• _OBJECTIVE_
Extract each line in the material that contains the string "logo", copying those lines out in full.

━━━━━ RECORD EXCERPTS ━━━━━

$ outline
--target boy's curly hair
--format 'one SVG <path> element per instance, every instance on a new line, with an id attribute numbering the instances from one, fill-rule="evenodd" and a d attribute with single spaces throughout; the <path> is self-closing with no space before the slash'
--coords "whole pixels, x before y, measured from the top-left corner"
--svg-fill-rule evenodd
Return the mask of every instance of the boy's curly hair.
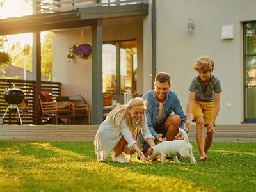
<path id="1" fill-rule="evenodd" d="M 193 65 L 193 68 L 196 71 L 202 70 L 204 72 L 212 72 L 214 68 L 214 62 L 209 56 L 203 56 L 196 60 Z"/>

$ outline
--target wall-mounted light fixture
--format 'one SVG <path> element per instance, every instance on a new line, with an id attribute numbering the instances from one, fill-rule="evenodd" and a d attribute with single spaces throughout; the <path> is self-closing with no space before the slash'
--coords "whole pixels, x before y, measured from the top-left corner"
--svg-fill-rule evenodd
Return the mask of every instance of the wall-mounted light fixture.
<path id="1" fill-rule="evenodd" d="M 67 52 L 67 56 L 68 58 L 68 62 L 71 62 L 70 59 L 73 59 L 74 55 L 72 48 L 69 48 L 68 51 Z"/>
<path id="2" fill-rule="evenodd" d="M 189 33 L 193 33 L 193 29 L 194 29 L 194 24 L 193 20 L 191 18 L 188 19 L 188 31 Z"/>

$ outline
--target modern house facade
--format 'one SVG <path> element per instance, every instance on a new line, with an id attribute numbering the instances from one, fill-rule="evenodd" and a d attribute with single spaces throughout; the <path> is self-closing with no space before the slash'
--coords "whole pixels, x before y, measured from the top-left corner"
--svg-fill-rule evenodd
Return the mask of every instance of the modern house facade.
<path id="1" fill-rule="evenodd" d="M 104 94 L 123 95 L 131 91 L 134 95 L 142 95 L 153 88 L 154 77 L 161 71 L 171 75 L 171 89 L 186 111 L 188 87 L 196 75 L 192 65 L 205 54 L 214 61 L 214 74 L 223 88 L 218 123 L 256 121 L 255 1 L 33 3 L 37 15 L 26 18 L 35 22 L 34 26 L 27 30 L 0 29 L 0 35 L 34 33 L 36 79 L 38 34 L 52 31 L 53 81 L 61 83 L 62 95 L 80 94 L 86 99 L 93 124 L 102 120 Z M 50 15 L 52 17 L 47 20 Z M 36 18 L 44 22 L 36 26 Z M 4 22 L 11 24 L 13 20 L 4 19 L 0 24 Z M 92 44 L 88 60 L 75 56 L 68 60 L 67 52 L 76 42 Z"/>

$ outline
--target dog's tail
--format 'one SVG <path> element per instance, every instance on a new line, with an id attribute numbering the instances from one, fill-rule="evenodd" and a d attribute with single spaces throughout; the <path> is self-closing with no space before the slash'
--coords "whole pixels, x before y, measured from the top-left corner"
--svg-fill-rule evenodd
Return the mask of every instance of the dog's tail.
<path id="1" fill-rule="evenodd" d="M 185 142 L 188 143 L 188 134 L 186 132 L 185 130 L 184 130 L 183 129 L 181 129 L 181 128 L 179 128 L 179 131 L 180 131 L 183 134 L 183 135 L 184 136 Z"/>

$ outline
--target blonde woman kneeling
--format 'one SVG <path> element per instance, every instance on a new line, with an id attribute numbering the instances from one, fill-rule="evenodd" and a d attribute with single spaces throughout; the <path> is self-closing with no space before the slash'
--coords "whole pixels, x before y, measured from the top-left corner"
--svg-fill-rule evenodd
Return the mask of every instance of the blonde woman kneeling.
<path id="1" fill-rule="evenodd" d="M 113 150 L 113 161 L 129 162 L 122 152 L 131 155 L 136 152 L 140 159 L 147 162 L 148 159 L 137 144 L 139 133 L 141 132 L 150 147 L 156 145 L 154 138 L 147 125 L 145 108 L 144 101 L 136 97 L 131 99 L 127 105 L 115 108 L 108 115 L 94 140 L 97 161 L 106 161 Z"/>

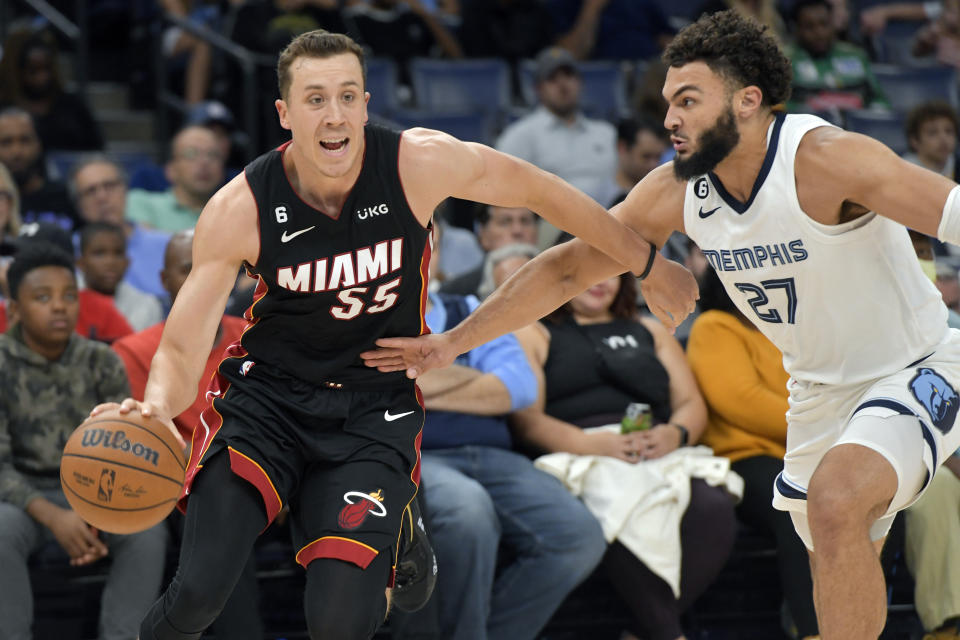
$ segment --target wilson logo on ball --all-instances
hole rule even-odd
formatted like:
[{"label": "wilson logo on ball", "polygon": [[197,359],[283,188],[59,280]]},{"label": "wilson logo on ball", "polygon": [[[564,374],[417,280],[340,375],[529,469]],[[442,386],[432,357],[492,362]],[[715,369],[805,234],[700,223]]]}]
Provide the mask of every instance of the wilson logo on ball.
[{"label": "wilson logo on ball", "polygon": [[106,447],[129,451],[138,458],[143,458],[153,466],[157,466],[157,452],[139,442],[131,442],[124,431],[110,431],[108,429],[89,429],[83,432],[81,447]]},{"label": "wilson logo on ball", "polygon": [[343,499],[347,506],[340,510],[340,516],[337,518],[341,529],[356,529],[363,524],[368,514],[378,518],[387,515],[387,508],[383,506],[382,489],[377,489],[376,493],[347,491],[343,494]]}]

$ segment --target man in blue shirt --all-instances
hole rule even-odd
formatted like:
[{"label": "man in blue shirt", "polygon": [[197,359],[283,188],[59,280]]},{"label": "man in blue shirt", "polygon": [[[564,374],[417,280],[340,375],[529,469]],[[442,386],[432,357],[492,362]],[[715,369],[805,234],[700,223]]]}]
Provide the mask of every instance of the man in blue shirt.
[{"label": "man in blue shirt", "polygon": [[[432,293],[427,325],[443,331],[478,305],[472,296]],[[579,500],[511,450],[505,415],[537,393],[526,355],[507,334],[417,384],[427,408],[421,490],[440,565],[440,636],[532,640],[606,543]],[[501,547],[506,565],[497,562]]]}]

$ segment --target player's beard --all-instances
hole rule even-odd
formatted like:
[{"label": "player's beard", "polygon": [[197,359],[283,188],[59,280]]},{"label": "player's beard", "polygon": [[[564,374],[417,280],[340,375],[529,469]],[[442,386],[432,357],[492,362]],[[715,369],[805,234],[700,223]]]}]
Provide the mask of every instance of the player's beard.
[{"label": "player's beard", "polygon": [[679,180],[690,180],[713,169],[723,161],[733,148],[740,142],[740,130],[737,129],[737,120],[733,116],[733,108],[727,105],[726,110],[717,116],[712,127],[700,136],[700,148],[690,154],[689,158],[673,159],[673,174]]}]

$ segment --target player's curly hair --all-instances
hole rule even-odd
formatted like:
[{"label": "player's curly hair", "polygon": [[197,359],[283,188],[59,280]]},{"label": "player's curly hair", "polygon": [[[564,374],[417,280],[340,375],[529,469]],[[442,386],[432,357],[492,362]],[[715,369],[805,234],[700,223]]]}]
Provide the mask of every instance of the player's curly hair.
[{"label": "player's curly hair", "polygon": [[790,97],[790,61],[766,26],[733,9],[704,14],[681,30],[663,52],[663,61],[671,67],[705,62],[737,88],[759,87],[767,106]]}]

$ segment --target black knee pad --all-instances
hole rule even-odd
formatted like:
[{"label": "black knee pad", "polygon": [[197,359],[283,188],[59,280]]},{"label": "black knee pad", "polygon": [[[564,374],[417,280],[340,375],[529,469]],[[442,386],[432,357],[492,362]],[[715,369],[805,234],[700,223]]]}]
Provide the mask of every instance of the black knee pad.
[{"label": "black knee pad", "polygon": [[313,640],[367,640],[387,615],[384,590],[390,554],[382,552],[366,569],[344,560],[321,558],[307,567],[304,613]]},{"label": "black knee pad", "polygon": [[163,603],[156,602],[140,624],[139,640],[199,640],[203,632],[184,633],[163,615]]}]

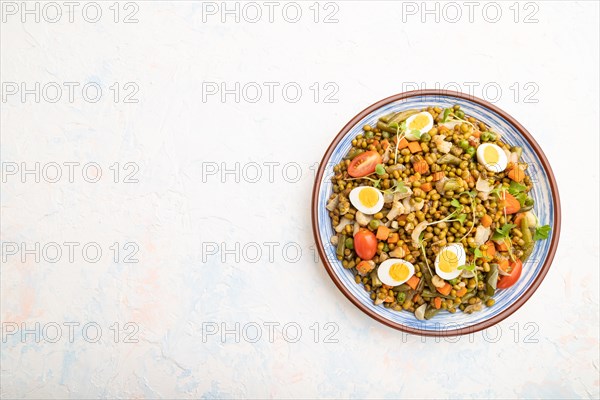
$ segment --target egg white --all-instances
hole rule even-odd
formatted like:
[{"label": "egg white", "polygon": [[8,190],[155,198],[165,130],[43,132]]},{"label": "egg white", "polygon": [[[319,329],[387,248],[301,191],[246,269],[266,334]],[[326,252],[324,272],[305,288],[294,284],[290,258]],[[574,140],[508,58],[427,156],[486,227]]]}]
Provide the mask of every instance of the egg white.
[{"label": "egg white", "polygon": [[[408,272],[408,276],[406,277],[406,279],[404,279],[402,281],[397,281],[390,276],[390,268],[394,264],[404,264],[408,267],[409,272]],[[414,274],[415,274],[414,265],[412,265],[408,261],[402,260],[400,258],[389,258],[389,259],[385,260],[384,262],[382,262],[381,265],[379,265],[379,268],[377,269],[377,277],[384,285],[388,285],[388,286],[402,285],[404,282],[409,280]]]},{"label": "egg white", "polygon": [[418,118],[419,116],[425,116],[427,118],[427,120],[429,122],[427,122],[427,125],[425,125],[422,129],[418,129],[419,132],[421,132],[421,134],[425,133],[425,132],[429,132],[431,130],[431,128],[433,128],[433,116],[431,114],[429,114],[427,111],[423,111],[420,113],[417,113],[415,115],[411,115],[410,117],[408,117],[406,119],[406,135],[404,136],[406,138],[406,140],[410,140],[410,141],[415,141],[415,140],[419,140],[418,137],[415,137],[411,131],[412,129],[410,129],[410,123],[412,121],[414,121],[416,118]]},{"label": "egg white", "polygon": [[[498,152],[498,162],[497,163],[488,163],[485,161],[484,152],[488,147],[493,147]],[[479,164],[483,165],[485,169],[492,172],[502,172],[506,169],[508,165],[508,157],[506,157],[506,153],[500,146],[497,146],[493,143],[483,143],[477,147],[477,161]]]},{"label": "egg white", "polygon": [[[373,207],[365,206],[363,203],[361,203],[360,198],[359,198],[360,191],[367,189],[367,188],[374,190],[378,196],[377,203]],[[357,188],[354,188],[350,192],[350,195],[348,196],[348,198],[350,199],[350,203],[352,203],[354,208],[356,208],[358,211],[360,211],[361,213],[363,213],[365,215],[377,214],[383,208],[383,195],[381,194],[381,192],[379,190],[375,189],[372,186],[359,186]]]},{"label": "egg white", "polygon": [[[453,252],[456,255],[456,257],[458,257],[458,264],[456,264],[456,269],[451,272],[444,272],[440,269],[440,255],[446,250],[450,250],[451,252]],[[440,250],[440,252],[438,253],[438,255],[435,257],[435,272],[442,279],[446,279],[446,280],[454,279],[462,273],[462,270],[458,269],[458,267],[460,267],[461,265],[465,265],[466,261],[467,261],[467,254],[465,253],[465,249],[462,246],[462,244],[459,244],[459,243],[449,244],[448,246],[443,247]]]}]

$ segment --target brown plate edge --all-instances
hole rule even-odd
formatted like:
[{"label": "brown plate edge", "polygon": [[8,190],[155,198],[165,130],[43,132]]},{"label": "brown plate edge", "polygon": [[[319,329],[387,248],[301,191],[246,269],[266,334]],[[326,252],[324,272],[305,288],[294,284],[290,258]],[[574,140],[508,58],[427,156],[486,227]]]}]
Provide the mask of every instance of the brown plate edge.
[{"label": "brown plate edge", "polygon": [[[327,257],[325,256],[325,248],[323,246],[323,242],[321,241],[321,237],[319,235],[319,230],[317,228],[317,224],[318,224],[318,212],[317,212],[318,199],[317,199],[317,197],[318,197],[319,190],[321,188],[320,182],[321,182],[321,179],[325,172],[325,167],[327,165],[327,161],[331,157],[331,154],[333,153],[333,150],[335,149],[335,147],[342,140],[342,138],[346,135],[346,133],[354,125],[356,125],[357,122],[359,122],[361,119],[363,119],[365,116],[367,116],[371,112],[377,110],[378,108],[380,108],[388,103],[392,103],[394,101],[398,101],[398,100],[402,100],[402,99],[406,99],[406,98],[410,98],[410,97],[432,96],[432,95],[433,96],[435,96],[435,95],[452,96],[452,97],[464,99],[467,101],[471,101],[473,103],[477,103],[479,105],[482,105],[482,106],[494,111],[495,113],[497,113],[498,115],[500,115],[501,117],[506,119],[508,122],[510,122],[514,127],[516,127],[517,130],[523,135],[523,137],[533,147],[534,151],[537,153],[539,159],[541,160],[542,166],[544,168],[544,172],[546,173],[548,180],[550,181],[552,198],[555,203],[554,226],[552,227],[552,238],[551,238],[552,242],[550,243],[550,249],[548,251],[548,255],[546,256],[546,259],[544,260],[544,265],[542,266],[540,273],[536,276],[536,278],[533,281],[533,283],[531,284],[531,286],[523,293],[523,295],[521,297],[519,297],[517,299],[517,301],[515,301],[512,305],[510,305],[506,310],[504,310],[500,314],[490,318],[487,321],[478,323],[473,326],[465,327],[465,328],[459,328],[459,329],[453,329],[453,330],[441,330],[441,331],[425,331],[425,330],[420,330],[420,329],[415,329],[415,328],[411,328],[408,326],[404,326],[402,324],[387,320],[386,318],[372,312],[365,305],[363,305],[357,298],[355,298],[346,289],[346,287],[343,285],[343,283],[341,282],[339,277],[333,271],[331,265],[329,264],[329,262],[327,260]],[[370,105],[369,107],[365,108],[363,111],[361,111],[356,116],[354,116],[354,118],[352,118],[346,125],[344,125],[344,127],[340,130],[340,132],[336,135],[336,137],[333,139],[333,141],[327,148],[327,151],[325,152],[325,155],[321,159],[319,169],[315,176],[315,183],[313,186],[313,193],[312,193],[311,219],[312,219],[313,236],[315,239],[315,243],[317,245],[319,257],[321,258],[321,262],[325,266],[325,269],[327,270],[327,273],[329,274],[330,278],[333,280],[333,282],[338,287],[338,289],[344,294],[344,296],[346,296],[346,298],[348,298],[348,300],[350,300],[356,307],[358,307],[365,314],[367,314],[371,318],[375,319],[376,321],[378,321],[390,328],[394,328],[394,329],[397,329],[397,330],[400,330],[403,332],[407,332],[407,333],[411,333],[411,334],[415,334],[415,335],[434,336],[434,337],[459,336],[459,335],[467,335],[467,334],[471,334],[474,332],[478,332],[478,331],[487,329],[487,328],[501,322],[502,320],[508,318],[510,315],[512,315],[514,312],[516,312],[519,308],[521,308],[523,306],[523,304],[525,304],[525,302],[527,302],[527,300],[529,300],[529,298],[533,295],[533,293],[535,293],[537,288],[540,286],[540,284],[544,280],[544,277],[548,273],[548,270],[550,269],[550,266],[552,265],[552,261],[554,260],[554,255],[556,254],[556,250],[558,248],[558,242],[559,242],[559,238],[560,238],[560,229],[561,229],[560,196],[558,194],[558,186],[556,183],[556,179],[554,177],[552,168],[550,167],[550,163],[548,162],[548,159],[546,158],[546,155],[544,154],[544,152],[542,151],[541,147],[536,142],[536,140],[533,138],[533,136],[529,133],[529,131],[527,131],[527,129],[525,129],[525,127],[523,127],[523,125],[521,125],[510,114],[508,114],[504,110],[498,108],[497,106],[495,106],[483,99],[480,99],[475,96],[467,95],[464,93],[460,93],[460,92],[454,92],[454,91],[449,91],[449,90],[436,90],[436,89],[414,90],[414,91],[410,91],[410,92],[403,92],[400,94],[389,96],[389,97],[382,99],[382,100]]]}]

━━━━━

• _TASK OUTPUT_
$ segment --target wilson logo on ball --all-instances
[{"label": "wilson logo on ball", "polygon": [[197,359],[283,188],[59,280]]},{"label": "wilson logo on ball", "polygon": [[[564,374],[417,280],[340,375],[529,469]],[[442,386],[432,357],[492,362]],[[715,369],[805,234],[700,223]]]}]
Provide the mask of every instance of the wilson logo on ball.
[{"label": "wilson logo on ball", "polygon": [[106,447],[129,451],[138,458],[143,458],[153,466],[157,466],[157,452],[139,442],[131,442],[124,431],[110,431],[108,429],[89,429],[83,432],[81,447]]},{"label": "wilson logo on ball", "polygon": [[343,499],[347,506],[340,510],[340,516],[337,518],[341,529],[356,529],[363,524],[368,514],[378,518],[387,515],[387,508],[383,506],[382,489],[377,489],[376,493],[347,491],[343,494]]}]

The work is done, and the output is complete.